* Goal of the exercise:
Lay out everything from the start of the entries below down to the line containing "xmin=164 ymin=116 xmax=300 ymax=399", both ends included, as a Markdown table with a column named No. for the row number and a column named Text for the line. Leave out blank lines.
================================
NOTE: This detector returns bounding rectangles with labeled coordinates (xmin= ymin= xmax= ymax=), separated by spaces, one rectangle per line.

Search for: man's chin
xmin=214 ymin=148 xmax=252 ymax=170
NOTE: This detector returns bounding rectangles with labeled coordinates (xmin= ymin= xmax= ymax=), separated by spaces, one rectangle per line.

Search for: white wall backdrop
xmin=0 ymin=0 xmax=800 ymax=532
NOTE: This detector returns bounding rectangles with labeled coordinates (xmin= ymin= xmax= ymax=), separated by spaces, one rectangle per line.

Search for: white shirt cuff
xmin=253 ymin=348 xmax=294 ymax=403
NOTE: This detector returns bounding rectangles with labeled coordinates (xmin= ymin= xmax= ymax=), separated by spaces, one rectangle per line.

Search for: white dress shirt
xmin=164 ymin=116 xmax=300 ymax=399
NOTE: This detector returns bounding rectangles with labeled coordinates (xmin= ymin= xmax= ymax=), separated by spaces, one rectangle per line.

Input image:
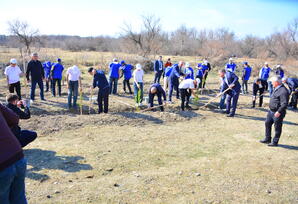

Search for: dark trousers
xmin=109 ymin=77 xmax=118 ymax=94
xmin=30 ymin=79 xmax=44 ymax=100
xmin=252 ymin=88 xmax=264 ymax=107
xmin=149 ymin=94 xmax=164 ymax=111
xmin=46 ymin=78 xmax=53 ymax=92
xmin=52 ymin=79 xmax=61 ymax=96
xmin=0 ymin=158 xmax=27 ymax=204
xmin=169 ymin=78 xmax=179 ymax=101
xmin=123 ymin=79 xmax=132 ymax=94
xmin=67 ymin=81 xmax=79 ymax=108
xmin=290 ymin=92 xmax=298 ymax=109
xmin=197 ymin=77 xmax=203 ymax=88
xmin=180 ymin=89 xmax=191 ymax=111
xmin=202 ymin=72 xmax=208 ymax=88
xmin=8 ymin=81 xmax=22 ymax=99
xmin=265 ymin=110 xmax=286 ymax=143
xmin=154 ymin=72 xmax=162 ymax=83
xmin=17 ymin=130 xmax=37 ymax=147
xmin=226 ymin=92 xmax=239 ymax=115
xmin=241 ymin=80 xmax=248 ymax=94
xmin=97 ymin=88 xmax=109 ymax=113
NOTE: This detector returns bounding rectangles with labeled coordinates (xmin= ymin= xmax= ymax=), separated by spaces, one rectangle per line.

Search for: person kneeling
xmin=6 ymin=94 xmax=37 ymax=147
xmin=179 ymin=78 xmax=200 ymax=111
xmin=148 ymin=83 xmax=167 ymax=111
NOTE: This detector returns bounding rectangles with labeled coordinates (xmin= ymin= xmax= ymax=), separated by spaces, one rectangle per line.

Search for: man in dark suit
xmin=218 ymin=69 xmax=241 ymax=117
xmin=154 ymin=56 xmax=163 ymax=83
xmin=260 ymin=76 xmax=289 ymax=147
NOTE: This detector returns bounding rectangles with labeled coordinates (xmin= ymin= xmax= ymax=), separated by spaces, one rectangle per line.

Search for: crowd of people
xmin=0 ymin=53 xmax=298 ymax=203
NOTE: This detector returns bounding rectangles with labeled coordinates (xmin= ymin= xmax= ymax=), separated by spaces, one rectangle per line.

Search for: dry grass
xmin=0 ymin=48 xmax=298 ymax=204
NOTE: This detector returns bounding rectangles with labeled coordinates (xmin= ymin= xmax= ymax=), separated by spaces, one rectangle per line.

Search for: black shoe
xmin=260 ymin=139 xmax=271 ymax=144
xmin=268 ymin=142 xmax=278 ymax=147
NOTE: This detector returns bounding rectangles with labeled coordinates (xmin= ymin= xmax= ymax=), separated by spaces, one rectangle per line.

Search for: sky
xmin=0 ymin=0 xmax=298 ymax=38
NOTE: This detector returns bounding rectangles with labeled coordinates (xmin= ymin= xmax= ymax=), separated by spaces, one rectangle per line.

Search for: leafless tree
xmin=8 ymin=20 xmax=40 ymax=55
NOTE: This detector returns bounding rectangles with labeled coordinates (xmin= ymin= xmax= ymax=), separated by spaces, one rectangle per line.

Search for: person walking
xmin=132 ymin=64 xmax=144 ymax=107
xmin=66 ymin=65 xmax=82 ymax=109
xmin=260 ymin=76 xmax=289 ymax=147
xmin=26 ymin=53 xmax=45 ymax=103
xmin=4 ymin=59 xmax=23 ymax=99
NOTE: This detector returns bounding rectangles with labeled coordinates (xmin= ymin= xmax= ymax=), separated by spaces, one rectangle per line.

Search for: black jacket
xmin=6 ymin=103 xmax=31 ymax=136
xmin=269 ymin=85 xmax=289 ymax=113
xmin=26 ymin=60 xmax=44 ymax=81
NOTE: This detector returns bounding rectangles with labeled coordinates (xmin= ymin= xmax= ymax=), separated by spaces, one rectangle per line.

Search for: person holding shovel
xmin=148 ymin=83 xmax=167 ymax=111
xmin=132 ymin=64 xmax=144 ymax=107
xmin=88 ymin=67 xmax=110 ymax=114
xmin=218 ymin=69 xmax=241 ymax=117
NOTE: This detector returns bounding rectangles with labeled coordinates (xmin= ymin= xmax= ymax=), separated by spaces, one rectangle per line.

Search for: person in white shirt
xmin=66 ymin=65 xmax=82 ymax=109
xmin=179 ymin=79 xmax=200 ymax=111
xmin=132 ymin=64 xmax=144 ymax=106
xmin=4 ymin=59 xmax=23 ymax=99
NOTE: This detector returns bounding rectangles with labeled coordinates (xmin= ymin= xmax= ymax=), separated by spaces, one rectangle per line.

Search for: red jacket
xmin=0 ymin=104 xmax=24 ymax=171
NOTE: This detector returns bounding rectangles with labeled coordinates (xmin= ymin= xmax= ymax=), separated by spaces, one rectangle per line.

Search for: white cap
xmin=10 ymin=59 xmax=18 ymax=64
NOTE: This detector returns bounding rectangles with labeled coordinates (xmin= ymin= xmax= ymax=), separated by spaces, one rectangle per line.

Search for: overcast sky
xmin=0 ymin=0 xmax=298 ymax=37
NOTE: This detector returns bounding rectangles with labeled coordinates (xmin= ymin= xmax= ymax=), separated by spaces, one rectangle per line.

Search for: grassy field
xmin=0 ymin=47 xmax=298 ymax=204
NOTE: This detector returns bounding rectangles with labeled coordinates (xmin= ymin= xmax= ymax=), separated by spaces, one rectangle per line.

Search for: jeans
xmin=241 ymin=80 xmax=248 ymax=94
xmin=148 ymin=94 xmax=164 ymax=111
xmin=133 ymin=82 xmax=144 ymax=103
xmin=52 ymin=79 xmax=61 ymax=96
xmin=109 ymin=77 xmax=118 ymax=94
xmin=67 ymin=81 xmax=79 ymax=108
xmin=0 ymin=158 xmax=27 ymax=204
xmin=30 ymin=79 xmax=44 ymax=101
xmin=226 ymin=90 xmax=239 ymax=116
xmin=219 ymin=94 xmax=227 ymax=109
xmin=154 ymin=71 xmax=162 ymax=83
xmin=123 ymin=79 xmax=132 ymax=94
xmin=17 ymin=130 xmax=37 ymax=147
xmin=169 ymin=78 xmax=179 ymax=101
xmin=8 ymin=81 xmax=22 ymax=100
xmin=180 ymin=89 xmax=191 ymax=111
xmin=265 ymin=110 xmax=286 ymax=144
xmin=97 ymin=88 xmax=109 ymax=113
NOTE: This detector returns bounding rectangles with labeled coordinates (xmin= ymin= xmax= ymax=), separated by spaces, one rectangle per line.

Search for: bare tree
xmin=122 ymin=15 xmax=162 ymax=57
xmin=8 ymin=20 xmax=40 ymax=55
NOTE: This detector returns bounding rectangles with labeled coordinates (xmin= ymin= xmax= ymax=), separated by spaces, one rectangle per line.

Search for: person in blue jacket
xmin=196 ymin=63 xmax=209 ymax=88
xmin=225 ymin=58 xmax=237 ymax=73
xmin=242 ymin=62 xmax=251 ymax=94
xmin=282 ymin=77 xmax=298 ymax=110
xmin=148 ymin=83 xmax=167 ymax=111
xmin=259 ymin=62 xmax=271 ymax=90
xmin=218 ymin=69 xmax=241 ymax=117
xmin=154 ymin=56 xmax=164 ymax=83
xmin=168 ymin=61 xmax=185 ymax=103
xmin=275 ymin=64 xmax=285 ymax=78
xmin=109 ymin=58 xmax=121 ymax=94
xmin=184 ymin=62 xmax=194 ymax=80
xmin=120 ymin=60 xmax=133 ymax=94
xmin=42 ymin=61 xmax=52 ymax=92
xmin=163 ymin=66 xmax=173 ymax=91
xmin=51 ymin=58 xmax=64 ymax=97
xmin=88 ymin=67 xmax=110 ymax=114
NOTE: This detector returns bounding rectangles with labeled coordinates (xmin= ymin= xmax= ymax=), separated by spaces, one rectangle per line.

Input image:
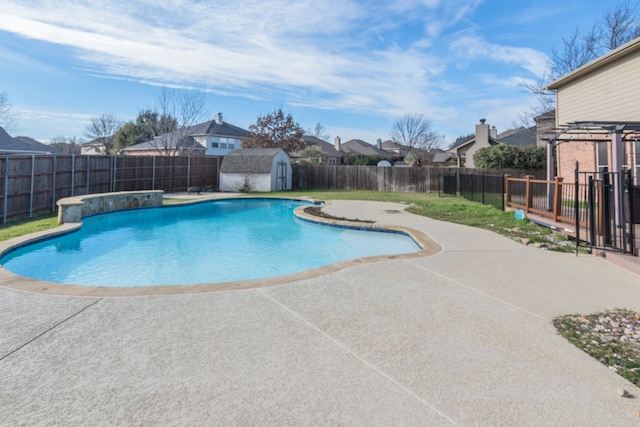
================================
* Solved problem:
| No. | Text |
|---|---|
| 1 | NOTE: This detector returns bounding rectangles with labeled coordinates (xmin= ymin= xmax= ymax=), separated by spaces, one rectangle per line. |
| 2 | Search for: man's chin |
| 3 | xmin=214 ymin=148 xmax=252 ymax=170 |
| 4 | NOTE: This detector returns bounding rectangles with labeled coordinates (xmin= ymin= xmax= ymax=), separated by spaces, one rectangle per line. |
| 5 | Search for: white wall backdrop |
| 6 | xmin=0 ymin=0 xmax=800 ymax=532 |
| 7 | NOTE: This detector returns bounding rectangles with labeled coordinates (xmin= ymin= xmax= ymax=), separated by spaces, one rectangle per line. |
| 8 | Search for: white shirt cuff |
| 9 | xmin=253 ymin=348 xmax=294 ymax=403 |
| 10 | NOTE: This detector returns bounding rectangles with labeled coordinates (xmin= ymin= xmax= ymax=), separated by spaces, one rectangle per line. |
| 11 | Search for: white dress shirt |
| 12 | xmin=164 ymin=116 xmax=300 ymax=399 |